Material supplied:
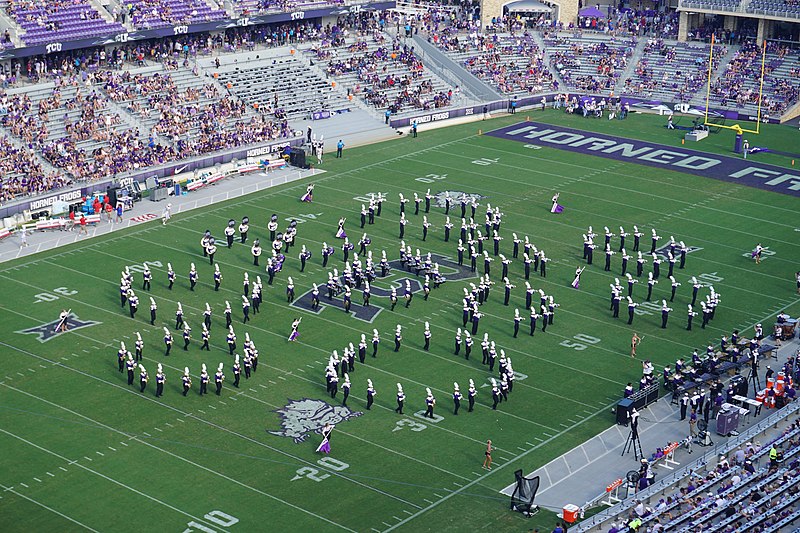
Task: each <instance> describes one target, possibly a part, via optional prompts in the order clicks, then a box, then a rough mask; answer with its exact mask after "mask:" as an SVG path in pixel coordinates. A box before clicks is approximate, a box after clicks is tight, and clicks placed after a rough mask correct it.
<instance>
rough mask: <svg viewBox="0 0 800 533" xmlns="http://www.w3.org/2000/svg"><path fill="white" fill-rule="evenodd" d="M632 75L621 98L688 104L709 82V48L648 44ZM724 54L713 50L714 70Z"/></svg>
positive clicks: (659, 42) (688, 44) (661, 44)
mask: <svg viewBox="0 0 800 533" xmlns="http://www.w3.org/2000/svg"><path fill="white" fill-rule="evenodd" d="M644 51H645V52H646V53H645V54H643V56H642V58H641V59H640V60H639V62H638V63H637V65H636V67H635V69H634V72H633V75H632V76H631V77H630V78H629V79H628V80H626V83H625V85H624V87H622V88H621V92H622V94H626V95H633V96H642V97H646V98H653V99H659V100H663V101H671V100H673V99H675V98H676V96H677V99H678V100H680V101H681V102H688V101H689V100H691V98H692V96H694V95H695V94H696V93H697V92H698V91H699V90H700V89H702V88H703V87H704V85H705V82H706V81H707V79H708V57H709V52H710V45H702V44H699V45H698V44H687V43H675V44H673V43H669V44H668V43H666V42H664V41H663V40H660V39H658V40H655V39H653V40H650V41H648V42H647V44H646V45H645V48H644ZM725 53H726V52H725V51H724V49H723V47H721V46H715V53H714V68H715V69H716V67H717V66H719V62H720V60H721V58H722V56H723V55H724V54H725Z"/></svg>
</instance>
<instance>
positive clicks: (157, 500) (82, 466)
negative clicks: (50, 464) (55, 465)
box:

Goal of the exercise: Transcribe the listing word for word, but keep its pictures out of the copy.

Response:
Task: each <instance> describes one target, possibly a part, via optional prompts in the order clicks, then a box, then a rough mask; answer with its exact mask after "mask:" as an SVG path in pixel coordinates. A box before clicks is approximate, a box after clicks is tight, and clicks placed after a rough mask correct it.
<instance>
rough mask: <svg viewBox="0 0 800 533" xmlns="http://www.w3.org/2000/svg"><path fill="white" fill-rule="evenodd" d="M632 75L621 98L688 104L709 82V48L648 44ZM724 54L713 50L714 70Z"/></svg>
positive clicks: (659, 42) (688, 44) (661, 44)
mask: <svg viewBox="0 0 800 533" xmlns="http://www.w3.org/2000/svg"><path fill="white" fill-rule="evenodd" d="M644 51H645V52H646V53H645V54H643V56H642V58H641V59H640V60H639V62H638V63H637V65H636V67H635V69H634V72H633V75H632V76H631V77H630V78H629V79H628V80H626V83H625V85H624V87H622V88H621V92H622V94H626V95H633V96H642V97H646V98H653V99H659V100H663V101H671V100H673V99H675V98H676V96H677V99H678V100H680V101H681V102H688V101H689V100H691V98H692V96H694V95H695V94H696V93H697V92H698V91H699V90H700V89H702V88H703V87H704V85H705V82H706V81H707V79H708V57H709V52H710V45H702V44H699V45H698V44H687V43H675V44H673V43H669V44H668V43H666V42H664V41H663V40H660V39H658V40H655V39H653V40H650V41H648V42H647V44H646V45H645V48H644ZM725 53H726V52H725V51H724V49H723V47H721V46H715V53H714V68H715V69H716V67H717V66H719V62H720V60H721V58H722V56H723V55H724V54H725Z"/></svg>
</instance>
<instance>
positive clicks: (157, 500) (82, 466)
negative clicks: (50, 464) (55, 465)
box:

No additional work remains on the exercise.